Select and copy each line below that includes the word "cloud", matching case exactly.

--- Start ---

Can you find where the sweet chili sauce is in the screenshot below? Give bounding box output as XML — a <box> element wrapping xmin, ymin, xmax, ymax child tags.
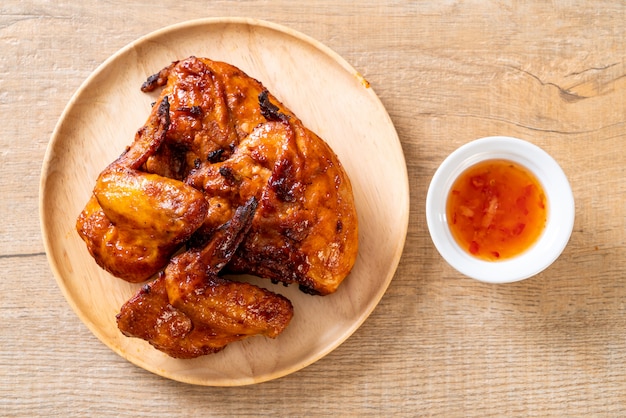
<box><xmin>446</xmin><ymin>160</ymin><xmax>547</xmax><ymax>261</ymax></box>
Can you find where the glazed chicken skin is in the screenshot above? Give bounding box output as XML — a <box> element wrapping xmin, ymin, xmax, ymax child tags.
<box><xmin>117</xmin><ymin>199</ymin><xmax>293</xmax><ymax>358</ymax></box>
<box><xmin>142</xmin><ymin>57</ymin><xmax>358</xmax><ymax>295</ymax></box>
<box><xmin>76</xmin><ymin>57</ymin><xmax>358</xmax><ymax>358</ymax></box>
<box><xmin>76</xmin><ymin>98</ymin><xmax>207</xmax><ymax>282</ymax></box>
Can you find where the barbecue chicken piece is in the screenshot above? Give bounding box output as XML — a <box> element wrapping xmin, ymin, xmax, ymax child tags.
<box><xmin>76</xmin><ymin>98</ymin><xmax>207</xmax><ymax>282</ymax></box>
<box><xmin>142</xmin><ymin>57</ymin><xmax>358</xmax><ymax>295</ymax></box>
<box><xmin>117</xmin><ymin>199</ymin><xmax>293</xmax><ymax>358</ymax></box>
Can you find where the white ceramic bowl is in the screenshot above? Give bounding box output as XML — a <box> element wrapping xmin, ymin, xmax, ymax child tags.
<box><xmin>426</xmin><ymin>136</ymin><xmax>574</xmax><ymax>283</ymax></box>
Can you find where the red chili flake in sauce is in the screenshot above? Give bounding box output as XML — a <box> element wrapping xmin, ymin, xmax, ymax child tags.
<box><xmin>446</xmin><ymin>160</ymin><xmax>547</xmax><ymax>261</ymax></box>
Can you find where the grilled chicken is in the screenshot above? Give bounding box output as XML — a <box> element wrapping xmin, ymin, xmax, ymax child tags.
<box><xmin>143</xmin><ymin>57</ymin><xmax>358</xmax><ymax>295</ymax></box>
<box><xmin>117</xmin><ymin>199</ymin><xmax>293</xmax><ymax>358</ymax></box>
<box><xmin>76</xmin><ymin>99</ymin><xmax>208</xmax><ymax>282</ymax></box>
<box><xmin>76</xmin><ymin>57</ymin><xmax>358</xmax><ymax>358</ymax></box>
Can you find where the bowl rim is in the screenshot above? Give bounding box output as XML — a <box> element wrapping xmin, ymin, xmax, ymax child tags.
<box><xmin>426</xmin><ymin>136</ymin><xmax>575</xmax><ymax>283</ymax></box>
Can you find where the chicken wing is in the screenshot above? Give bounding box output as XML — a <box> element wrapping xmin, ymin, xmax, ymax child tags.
<box><xmin>117</xmin><ymin>199</ymin><xmax>293</xmax><ymax>358</ymax></box>
<box><xmin>76</xmin><ymin>97</ymin><xmax>207</xmax><ymax>282</ymax></box>
<box><xmin>143</xmin><ymin>57</ymin><xmax>358</xmax><ymax>295</ymax></box>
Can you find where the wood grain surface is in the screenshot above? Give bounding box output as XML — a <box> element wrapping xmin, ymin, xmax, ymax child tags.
<box><xmin>0</xmin><ymin>0</ymin><xmax>626</xmax><ymax>417</ymax></box>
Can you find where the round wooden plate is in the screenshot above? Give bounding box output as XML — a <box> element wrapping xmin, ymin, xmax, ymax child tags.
<box><xmin>40</xmin><ymin>18</ymin><xmax>409</xmax><ymax>386</ymax></box>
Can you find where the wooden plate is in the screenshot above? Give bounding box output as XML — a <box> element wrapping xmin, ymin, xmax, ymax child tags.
<box><xmin>40</xmin><ymin>18</ymin><xmax>409</xmax><ymax>386</ymax></box>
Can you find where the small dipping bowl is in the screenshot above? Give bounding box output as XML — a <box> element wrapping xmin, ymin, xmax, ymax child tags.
<box><xmin>426</xmin><ymin>136</ymin><xmax>574</xmax><ymax>283</ymax></box>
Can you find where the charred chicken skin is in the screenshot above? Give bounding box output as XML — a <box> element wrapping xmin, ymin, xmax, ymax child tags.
<box><xmin>117</xmin><ymin>199</ymin><xmax>293</xmax><ymax>358</ymax></box>
<box><xmin>142</xmin><ymin>57</ymin><xmax>358</xmax><ymax>295</ymax></box>
<box><xmin>76</xmin><ymin>57</ymin><xmax>358</xmax><ymax>358</ymax></box>
<box><xmin>76</xmin><ymin>99</ymin><xmax>207</xmax><ymax>282</ymax></box>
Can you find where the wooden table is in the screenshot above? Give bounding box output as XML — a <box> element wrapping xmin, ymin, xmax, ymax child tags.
<box><xmin>0</xmin><ymin>0</ymin><xmax>626</xmax><ymax>417</ymax></box>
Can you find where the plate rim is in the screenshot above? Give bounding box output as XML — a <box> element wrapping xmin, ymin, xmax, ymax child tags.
<box><xmin>38</xmin><ymin>17</ymin><xmax>411</xmax><ymax>387</ymax></box>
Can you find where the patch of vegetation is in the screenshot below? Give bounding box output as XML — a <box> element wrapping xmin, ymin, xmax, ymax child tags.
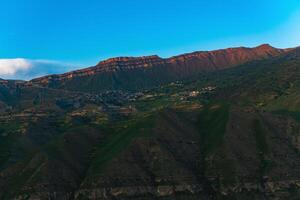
<box><xmin>199</xmin><ymin>103</ymin><xmax>229</xmax><ymax>155</ymax></box>
<box><xmin>84</xmin><ymin>114</ymin><xmax>155</xmax><ymax>176</ymax></box>
<box><xmin>0</xmin><ymin>122</ymin><xmax>21</xmax><ymax>168</ymax></box>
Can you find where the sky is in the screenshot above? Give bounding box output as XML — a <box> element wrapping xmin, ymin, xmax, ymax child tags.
<box><xmin>0</xmin><ymin>0</ymin><xmax>300</xmax><ymax>80</ymax></box>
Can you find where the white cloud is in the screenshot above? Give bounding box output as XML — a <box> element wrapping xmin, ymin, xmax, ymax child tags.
<box><xmin>0</xmin><ymin>58</ymin><xmax>81</xmax><ymax>80</ymax></box>
<box><xmin>0</xmin><ymin>58</ymin><xmax>32</xmax><ymax>77</ymax></box>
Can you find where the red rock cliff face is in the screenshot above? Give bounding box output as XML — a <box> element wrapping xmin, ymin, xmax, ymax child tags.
<box><xmin>31</xmin><ymin>44</ymin><xmax>285</xmax><ymax>85</ymax></box>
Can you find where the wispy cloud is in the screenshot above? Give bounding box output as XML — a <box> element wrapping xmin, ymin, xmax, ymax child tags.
<box><xmin>0</xmin><ymin>58</ymin><xmax>81</xmax><ymax>80</ymax></box>
<box><xmin>0</xmin><ymin>58</ymin><xmax>32</xmax><ymax>77</ymax></box>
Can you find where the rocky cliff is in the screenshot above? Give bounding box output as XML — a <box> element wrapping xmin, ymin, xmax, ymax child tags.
<box><xmin>31</xmin><ymin>44</ymin><xmax>286</xmax><ymax>90</ymax></box>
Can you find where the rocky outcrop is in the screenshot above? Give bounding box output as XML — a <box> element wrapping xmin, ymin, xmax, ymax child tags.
<box><xmin>31</xmin><ymin>44</ymin><xmax>285</xmax><ymax>90</ymax></box>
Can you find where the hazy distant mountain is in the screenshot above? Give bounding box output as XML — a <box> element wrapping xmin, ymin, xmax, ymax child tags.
<box><xmin>32</xmin><ymin>44</ymin><xmax>287</xmax><ymax>92</ymax></box>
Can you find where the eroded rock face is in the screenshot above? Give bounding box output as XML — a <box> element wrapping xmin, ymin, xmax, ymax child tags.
<box><xmin>31</xmin><ymin>45</ymin><xmax>285</xmax><ymax>90</ymax></box>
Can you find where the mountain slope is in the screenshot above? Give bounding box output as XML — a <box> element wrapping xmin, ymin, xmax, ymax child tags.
<box><xmin>31</xmin><ymin>44</ymin><xmax>286</xmax><ymax>91</ymax></box>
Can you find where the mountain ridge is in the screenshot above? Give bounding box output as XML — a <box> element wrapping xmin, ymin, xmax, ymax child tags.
<box><xmin>30</xmin><ymin>44</ymin><xmax>287</xmax><ymax>90</ymax></box>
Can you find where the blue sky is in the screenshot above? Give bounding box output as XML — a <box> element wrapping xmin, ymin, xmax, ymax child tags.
<box><xmin>0</xmin><ymin>0</ymin><xmax>300</xmax><ymax>79</ymax></box>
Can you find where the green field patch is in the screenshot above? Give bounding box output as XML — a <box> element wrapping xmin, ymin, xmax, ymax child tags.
<box><xmin>199</xmin><ymin>103</ymin><xmax>229</xmax><ymax>155</ymax></box>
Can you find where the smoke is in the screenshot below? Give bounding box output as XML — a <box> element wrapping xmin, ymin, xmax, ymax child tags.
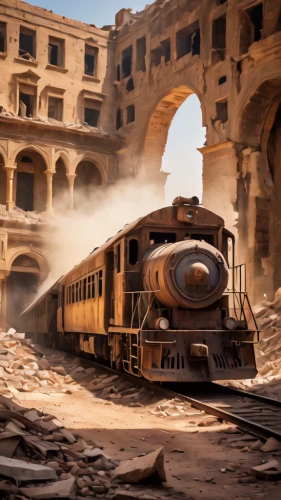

--- End ---

# [Full answer]
Can you find where the white cloud is in the screenshot above? Give bounding box output as XML — a <box> element wrapping xmin, ymin, xmax, ymax child tags.
Can you find where the wispy cloud is in the screenshot above? Give bounding box output as XML — a <box> element wrapping xmin, ymin, xmax, ymax child tags.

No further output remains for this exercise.